* Set task *
Can you render these entries as a two-column CSV headed request and points, with one row per entry, putting each entry's text and its answer in a single quoted field each and replacing line breaks with spaces? Leave the pictures out.

───── Provided data ─────

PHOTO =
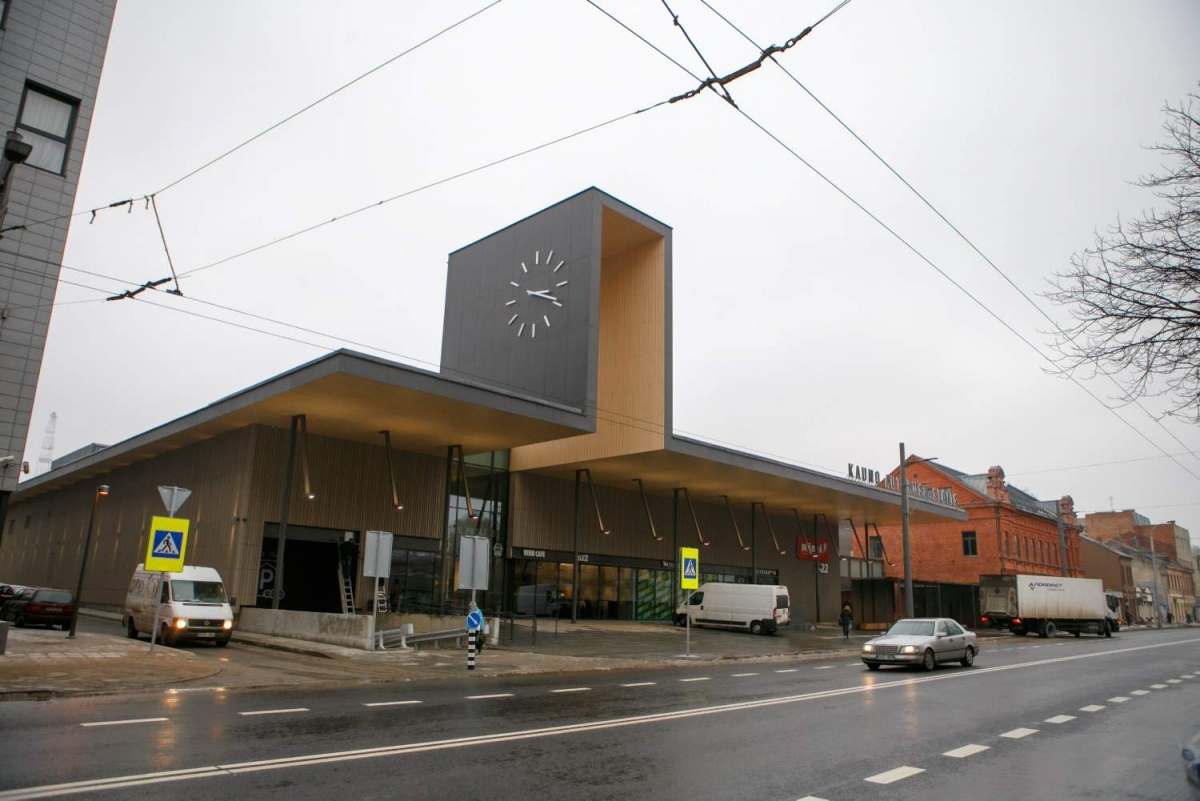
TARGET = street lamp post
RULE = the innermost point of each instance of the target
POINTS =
(101, 492)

─────

* Exercise result *
request,points
"PHOTO = TARGET = street lamp post RULE = the innermost point of each instance of the target POINTS =","(101, 492)"